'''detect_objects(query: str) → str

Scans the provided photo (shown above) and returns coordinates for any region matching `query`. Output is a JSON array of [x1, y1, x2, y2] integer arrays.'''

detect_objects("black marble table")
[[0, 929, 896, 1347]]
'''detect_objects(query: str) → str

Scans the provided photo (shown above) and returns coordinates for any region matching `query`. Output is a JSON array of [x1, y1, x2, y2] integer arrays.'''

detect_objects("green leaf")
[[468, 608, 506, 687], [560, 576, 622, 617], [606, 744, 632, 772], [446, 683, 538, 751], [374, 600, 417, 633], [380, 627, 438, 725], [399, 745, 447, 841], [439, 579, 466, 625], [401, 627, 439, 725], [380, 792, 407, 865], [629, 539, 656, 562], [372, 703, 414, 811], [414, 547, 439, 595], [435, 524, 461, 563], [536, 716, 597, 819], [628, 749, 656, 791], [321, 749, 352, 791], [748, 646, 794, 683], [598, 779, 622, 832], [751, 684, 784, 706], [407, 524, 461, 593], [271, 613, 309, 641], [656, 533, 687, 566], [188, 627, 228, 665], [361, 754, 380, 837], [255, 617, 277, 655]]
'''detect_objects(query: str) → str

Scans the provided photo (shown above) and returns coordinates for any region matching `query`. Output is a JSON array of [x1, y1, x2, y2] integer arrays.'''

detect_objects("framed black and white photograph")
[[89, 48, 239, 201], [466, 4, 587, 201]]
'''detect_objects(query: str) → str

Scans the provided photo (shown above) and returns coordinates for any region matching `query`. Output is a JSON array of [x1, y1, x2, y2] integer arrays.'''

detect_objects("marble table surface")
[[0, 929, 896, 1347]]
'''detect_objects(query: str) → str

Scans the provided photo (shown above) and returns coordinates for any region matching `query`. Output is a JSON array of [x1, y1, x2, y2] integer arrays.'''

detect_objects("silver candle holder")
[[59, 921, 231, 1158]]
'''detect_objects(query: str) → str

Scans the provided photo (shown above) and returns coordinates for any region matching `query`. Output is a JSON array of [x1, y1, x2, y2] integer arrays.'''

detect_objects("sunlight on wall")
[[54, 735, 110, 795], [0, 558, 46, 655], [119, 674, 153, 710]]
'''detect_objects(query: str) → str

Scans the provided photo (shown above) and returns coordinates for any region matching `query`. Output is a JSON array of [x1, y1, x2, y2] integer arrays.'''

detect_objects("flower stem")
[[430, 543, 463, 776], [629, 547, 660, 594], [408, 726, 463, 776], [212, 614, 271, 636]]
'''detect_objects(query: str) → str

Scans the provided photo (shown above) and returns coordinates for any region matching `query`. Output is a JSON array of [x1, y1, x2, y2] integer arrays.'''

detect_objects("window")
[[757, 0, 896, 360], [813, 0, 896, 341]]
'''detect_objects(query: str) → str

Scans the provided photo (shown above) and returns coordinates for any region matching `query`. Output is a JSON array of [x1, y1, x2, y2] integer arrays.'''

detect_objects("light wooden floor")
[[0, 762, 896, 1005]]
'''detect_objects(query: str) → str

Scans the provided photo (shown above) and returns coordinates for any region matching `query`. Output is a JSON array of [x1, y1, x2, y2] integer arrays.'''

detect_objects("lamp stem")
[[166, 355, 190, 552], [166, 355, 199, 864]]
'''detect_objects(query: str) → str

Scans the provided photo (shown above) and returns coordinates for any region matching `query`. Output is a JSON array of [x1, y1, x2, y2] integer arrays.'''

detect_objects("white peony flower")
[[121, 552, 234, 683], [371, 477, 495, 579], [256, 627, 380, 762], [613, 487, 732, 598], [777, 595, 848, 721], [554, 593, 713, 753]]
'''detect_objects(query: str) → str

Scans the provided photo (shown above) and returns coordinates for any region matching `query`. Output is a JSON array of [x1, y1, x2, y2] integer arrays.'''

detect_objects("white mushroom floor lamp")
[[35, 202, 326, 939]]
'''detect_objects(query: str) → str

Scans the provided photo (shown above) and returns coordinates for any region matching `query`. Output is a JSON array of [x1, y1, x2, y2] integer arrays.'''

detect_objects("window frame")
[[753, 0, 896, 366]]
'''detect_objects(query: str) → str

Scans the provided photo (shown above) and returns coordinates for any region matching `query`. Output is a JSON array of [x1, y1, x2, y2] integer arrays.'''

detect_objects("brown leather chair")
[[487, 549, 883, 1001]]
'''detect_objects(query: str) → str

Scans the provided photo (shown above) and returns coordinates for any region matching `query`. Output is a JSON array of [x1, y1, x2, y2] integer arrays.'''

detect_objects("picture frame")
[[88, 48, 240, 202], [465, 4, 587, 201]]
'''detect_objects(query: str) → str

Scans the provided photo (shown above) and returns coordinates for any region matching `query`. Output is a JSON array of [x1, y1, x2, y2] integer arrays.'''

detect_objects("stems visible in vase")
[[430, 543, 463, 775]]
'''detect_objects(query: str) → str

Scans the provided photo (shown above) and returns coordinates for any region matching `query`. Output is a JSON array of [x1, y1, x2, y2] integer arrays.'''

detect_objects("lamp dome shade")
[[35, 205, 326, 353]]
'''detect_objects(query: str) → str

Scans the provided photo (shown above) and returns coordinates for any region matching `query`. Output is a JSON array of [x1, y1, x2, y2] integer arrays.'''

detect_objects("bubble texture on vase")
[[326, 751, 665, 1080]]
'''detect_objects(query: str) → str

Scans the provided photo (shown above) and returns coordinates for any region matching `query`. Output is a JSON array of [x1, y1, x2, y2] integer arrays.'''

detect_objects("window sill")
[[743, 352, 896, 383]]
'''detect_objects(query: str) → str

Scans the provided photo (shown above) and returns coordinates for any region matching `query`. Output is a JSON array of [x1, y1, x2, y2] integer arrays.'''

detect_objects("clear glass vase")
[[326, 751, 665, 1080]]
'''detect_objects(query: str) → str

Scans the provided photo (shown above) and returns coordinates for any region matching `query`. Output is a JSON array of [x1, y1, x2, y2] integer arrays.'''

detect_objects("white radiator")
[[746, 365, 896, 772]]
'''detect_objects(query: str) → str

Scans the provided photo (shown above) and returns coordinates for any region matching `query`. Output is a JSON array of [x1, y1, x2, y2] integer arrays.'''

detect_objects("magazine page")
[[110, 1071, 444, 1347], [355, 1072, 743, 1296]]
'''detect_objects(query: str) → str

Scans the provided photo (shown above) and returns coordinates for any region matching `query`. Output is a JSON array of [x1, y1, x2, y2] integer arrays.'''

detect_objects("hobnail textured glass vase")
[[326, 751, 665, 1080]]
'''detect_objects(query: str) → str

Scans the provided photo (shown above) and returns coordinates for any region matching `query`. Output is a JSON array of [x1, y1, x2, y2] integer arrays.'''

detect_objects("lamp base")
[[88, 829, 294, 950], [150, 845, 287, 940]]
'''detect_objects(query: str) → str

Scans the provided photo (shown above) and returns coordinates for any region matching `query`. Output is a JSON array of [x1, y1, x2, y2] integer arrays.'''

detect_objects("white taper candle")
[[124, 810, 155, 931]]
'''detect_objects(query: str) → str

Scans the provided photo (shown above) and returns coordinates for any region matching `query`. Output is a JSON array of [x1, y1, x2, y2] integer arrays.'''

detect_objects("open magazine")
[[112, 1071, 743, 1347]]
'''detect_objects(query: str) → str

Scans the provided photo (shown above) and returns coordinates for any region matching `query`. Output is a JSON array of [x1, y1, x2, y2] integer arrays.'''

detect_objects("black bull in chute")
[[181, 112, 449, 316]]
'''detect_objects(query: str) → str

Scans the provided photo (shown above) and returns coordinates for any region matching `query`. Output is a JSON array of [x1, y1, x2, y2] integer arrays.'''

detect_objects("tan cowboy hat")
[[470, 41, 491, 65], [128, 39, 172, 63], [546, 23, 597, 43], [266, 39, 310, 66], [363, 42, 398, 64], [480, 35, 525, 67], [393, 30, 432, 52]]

What to produce:
Return every line of the items above that contains the string "white", matching case exactly.

Expected output:
detect_objects("framed black and white photograph")
detect_objects("white peony flower")
detect_objects("white mushroom floor lamp")
detect_objects("white radiator")
detect_objects("white taper candle")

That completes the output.